EXERCISE DESCRIPTION: Return every line below exactly.

INPUT DATA:
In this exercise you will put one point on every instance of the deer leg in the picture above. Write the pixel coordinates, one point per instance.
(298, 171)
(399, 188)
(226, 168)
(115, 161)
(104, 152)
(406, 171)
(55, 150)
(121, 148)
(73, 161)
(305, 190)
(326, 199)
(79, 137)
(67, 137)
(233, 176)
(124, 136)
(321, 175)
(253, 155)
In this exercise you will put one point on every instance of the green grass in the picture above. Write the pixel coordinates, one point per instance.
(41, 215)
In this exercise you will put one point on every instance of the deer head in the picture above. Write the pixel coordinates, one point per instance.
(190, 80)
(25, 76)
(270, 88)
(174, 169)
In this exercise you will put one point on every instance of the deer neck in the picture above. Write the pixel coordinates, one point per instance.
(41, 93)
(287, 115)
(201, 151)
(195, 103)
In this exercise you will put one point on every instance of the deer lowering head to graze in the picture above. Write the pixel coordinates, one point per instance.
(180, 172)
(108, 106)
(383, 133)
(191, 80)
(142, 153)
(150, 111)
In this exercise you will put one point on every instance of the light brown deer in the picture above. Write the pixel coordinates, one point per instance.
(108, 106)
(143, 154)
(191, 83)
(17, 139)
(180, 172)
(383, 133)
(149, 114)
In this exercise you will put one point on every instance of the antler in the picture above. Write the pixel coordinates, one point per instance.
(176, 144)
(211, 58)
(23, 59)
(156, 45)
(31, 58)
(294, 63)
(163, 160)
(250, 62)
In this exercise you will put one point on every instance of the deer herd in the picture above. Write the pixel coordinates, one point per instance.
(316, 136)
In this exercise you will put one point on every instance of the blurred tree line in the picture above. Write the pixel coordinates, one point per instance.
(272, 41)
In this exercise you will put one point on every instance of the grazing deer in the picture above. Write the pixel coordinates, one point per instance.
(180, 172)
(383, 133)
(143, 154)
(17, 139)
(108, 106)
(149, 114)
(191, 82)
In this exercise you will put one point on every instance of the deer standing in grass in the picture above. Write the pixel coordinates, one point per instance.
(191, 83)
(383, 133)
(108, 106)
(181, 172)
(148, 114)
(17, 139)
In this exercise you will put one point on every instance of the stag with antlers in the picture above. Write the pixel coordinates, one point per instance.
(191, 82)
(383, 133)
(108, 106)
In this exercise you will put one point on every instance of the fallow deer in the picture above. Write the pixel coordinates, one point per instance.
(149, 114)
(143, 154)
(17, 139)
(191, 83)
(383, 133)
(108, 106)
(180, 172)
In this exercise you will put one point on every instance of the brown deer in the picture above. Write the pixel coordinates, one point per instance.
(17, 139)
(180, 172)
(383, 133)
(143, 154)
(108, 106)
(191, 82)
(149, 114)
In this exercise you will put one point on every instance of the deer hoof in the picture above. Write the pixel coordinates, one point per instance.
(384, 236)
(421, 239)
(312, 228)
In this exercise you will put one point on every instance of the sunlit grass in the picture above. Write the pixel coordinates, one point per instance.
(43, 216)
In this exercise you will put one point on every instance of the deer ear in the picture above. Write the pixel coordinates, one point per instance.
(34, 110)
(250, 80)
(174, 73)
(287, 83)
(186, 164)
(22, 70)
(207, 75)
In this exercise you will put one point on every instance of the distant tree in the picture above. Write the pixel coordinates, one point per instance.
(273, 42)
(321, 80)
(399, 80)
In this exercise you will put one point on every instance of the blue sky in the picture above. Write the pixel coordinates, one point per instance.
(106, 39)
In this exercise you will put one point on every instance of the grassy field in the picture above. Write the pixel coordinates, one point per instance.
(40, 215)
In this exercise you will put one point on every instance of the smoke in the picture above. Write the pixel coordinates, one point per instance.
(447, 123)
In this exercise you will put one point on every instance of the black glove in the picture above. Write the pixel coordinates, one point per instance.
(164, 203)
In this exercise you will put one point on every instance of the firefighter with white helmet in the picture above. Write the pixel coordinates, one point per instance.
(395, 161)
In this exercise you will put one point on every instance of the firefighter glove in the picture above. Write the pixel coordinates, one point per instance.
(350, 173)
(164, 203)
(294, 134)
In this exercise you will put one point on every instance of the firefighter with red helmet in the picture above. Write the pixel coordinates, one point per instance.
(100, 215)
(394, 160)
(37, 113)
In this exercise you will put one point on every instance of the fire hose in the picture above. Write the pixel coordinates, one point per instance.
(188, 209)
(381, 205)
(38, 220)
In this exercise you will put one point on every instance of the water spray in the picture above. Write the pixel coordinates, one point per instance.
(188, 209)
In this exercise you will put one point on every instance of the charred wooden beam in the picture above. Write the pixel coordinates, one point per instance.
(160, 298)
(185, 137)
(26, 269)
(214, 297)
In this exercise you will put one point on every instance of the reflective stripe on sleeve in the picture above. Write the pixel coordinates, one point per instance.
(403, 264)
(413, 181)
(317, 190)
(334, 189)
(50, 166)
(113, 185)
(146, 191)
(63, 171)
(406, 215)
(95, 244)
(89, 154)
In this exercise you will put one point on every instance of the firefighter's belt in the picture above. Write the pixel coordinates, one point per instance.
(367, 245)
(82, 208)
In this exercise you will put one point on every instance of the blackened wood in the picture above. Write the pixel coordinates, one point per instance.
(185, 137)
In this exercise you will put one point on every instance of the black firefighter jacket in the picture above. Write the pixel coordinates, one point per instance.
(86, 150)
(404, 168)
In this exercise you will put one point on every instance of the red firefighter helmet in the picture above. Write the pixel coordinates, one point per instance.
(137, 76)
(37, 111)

THE COMPLETED TASK:
In this exercise you will put one point on every instance of the deer leg in the picture above. Write the pixel coordinates, one point per instance.
(298, 171)
(399, 188)
(226, 168)
(115, 161)
(104, 152)
(406, 171)
(55, 150)
(121, 148)
(73, 161)
(305, 190)
(326, 199)
(79, 137)
(67, 137)
(233, 176)
(124, 136)
(321, 175)
(253, 155)
In this exercise you will put one point on every instance of the green grass in the picture above. Write the pixel coordinates, one point per instance.
(41, 215)
In this exercise you will put one point on every instance of the deer head in the picture above. Write the pixel coordinates, one point per instance.
(190, 80)
(25, 76)
(270, 88)
(174, 169)
In this exercise you will put one point on every instance of the deer neck in the picture above. Write the pixel coordinates, one point per instance.
(41, 93)
(287, 115)
(201, 151)
(195, 103)
In this exercise you will put one point on every instance of the deer lowering head to graze in the picture above. Write the pixel coordinates, one point per instance.
(180, 172)
(108, 106)
(383, 133)
(191, 80)
(142, 153)
(150, 111)
In this exercise you will put one point on every instance of the light brown deer in the picture above. Write the pixel coordinates, one point per instance.
(108, 106)
(143, 154)
(191, 83)
(17, 139)
(180, 172)
(383, 133)
(149, 114)
In this exercise you will put one point on every instance of the antler in the picture above. Write the pixel coordinates, one point per instance.
(176, 144)
(211, 58)
(23, 59)
(156, 45)
(31, 58)
(294, 63)
(163, 160)
(250, 62)
In this exercise you will put one point on every instance of the deer herd in the picture above. Write the pixel coordinates, one point per instance.
(316, 136)
In this exercise you will put one point on every instance of the blurred tree line in the picture above. Write the pixel coordinates, one point per instance.
(272, 41)
In this exercise you will put one point on every instance of the grazing deer in the picture above. Write the pixel coordinates, one point per instance.
(180, 172)
(383, 133)
(143, 154)
(17, 139)
(108, 106)
(149, 114)
(191, 82)
In this exercise you will put one point on every instance of the deer standing in grass in the picture above. Write the pixel coordinates, one point per instance.
(191, 83)
(383, 133)
(108, 106)
(181, 172)
(148, 114)
(17, 139)
In this exercise you will put one point on every instance of the stag with antlers in the picture above. Write the pixel coordinates, one point per instance.
(191, 82)
(383, 133)
(108, 106)
In this exercise you will put one point on every instance of the fallow deer in the picture above. Write the pixel coordinates, one point per instance.
(149, 114)
(143, 154)
(17, 139)
(191, 83)
(383, 133)
(108, 106)
(180, 172)
In this exercise you will put one point on every instance of the brown deer in the picture above. Write the pixel coordinates, one point per instance.
(17, 139)
(180, 172)
(383, 133)
(143, 154)
(108, 106)
(191, 82)
(149, 114)
In this exercise you will put one point on every instance of the deer hoof in the picture above. Write the pixel coordinates, one point per instance.
(384, 236)
(421, 239)
(312, 228)
In this exercise you will put one point on every instance of the sunlit grass in the picture above. Write the pixel coordinates, one point per instance.
(43, 216)
In this exercise you will put one point on every instance of the deer ear in the picture above. Write the pixel coordinates, one point per instance.
(34, 110)
(250, 80)
(174, 73)
(287, 83)
(186, 164)
(22, 70)
(207, 75)
In this exercise you will put one point on every instance of the distant tree in the picture above. Write the pixel coordinates, one point per instance.
(273, 42)
(321, 80)
(399, 80)
In this exercise you will put one point on every instance of the blue sky in the picture above. Write the pixel coordinates, one point per instance.
(106, 39)
In this exercise you will put one point on every instance of the grassy field in the picture above. Write the pixel coordinates, one point per instance.
(40, 215)
In this exercise you will put one point on every instance of the smoke in the picture above. Write the pixel coordinates, one point per instance.
(447, 123)
In this exercise you will put one point on every instance of the black glove in the picture above. Write the pixel coordinates, one point per instance.
(164, 203)
In this exercise you will put one point on every instance of the firefighter with white helmet in the picture above. Write the pixel coordinates, one point per instance.
(395, 161)
In this exercise you will put one point on every instance of the firefighter glove in the picture above. Write the pixel coordinates, one point per instance.
(350, 173)
(164, 203)
(294, 134)
In this exercise you will put one point on every instance of the firefighter with red helmet in the picture above. Write the pixel coordinates, one point per instance.
(100, 215)
(394, 160)
(37, 113)
In this exercise you will put one point on every instance of the fire hose in the picture above. Write the pixel coordinates, one point per instance.
(188, 209)
(381, 205)
(38, 220)
In this exercise you will put one point on every instance of the water spray in the picture above. Write the pixel coordinates, one point per instance.
(188, 209)
In this exercise you will put one point on every instance of the charred wooden beam in the picture above. Write the pixel coordinates, one point per instance.
(160, 298)
(185, 137)
(26, 269)
(214, 297)
In this exercise you will put one point on every instance of the reflective stripe on sleeve in the picture above. Write the pixel coordinates, one point per instance.
(403, 264)
(413, 181)
(317, 190)
(334, 189)
(50, 166)
(113, 185)
(146, 191)
(63, 171)
(406, 215)
(95, 244)
(89, 154)
In this exercise you will put one point on every instance of the firefighter's belt in the picture above. Write the pixel coordinates, one point per instance.
(367, 245)
(82, 208)
In this exercise you will put one point on every instance of the blackened wood in the picture above. Write the pixel coordinates, one point per instance.
(185, 137)
In this exercise you will put one point on every instance of the black firefighter jacket in the picture above. Write the pixel coordinates, one point per instance.
(86, 150)
(404, 168)
In this exercise you will put one point on every instance of the red firefighter helmet in the picture above. Write the pixel coordinates, one point per instance.
(137, 76)
(37, 111)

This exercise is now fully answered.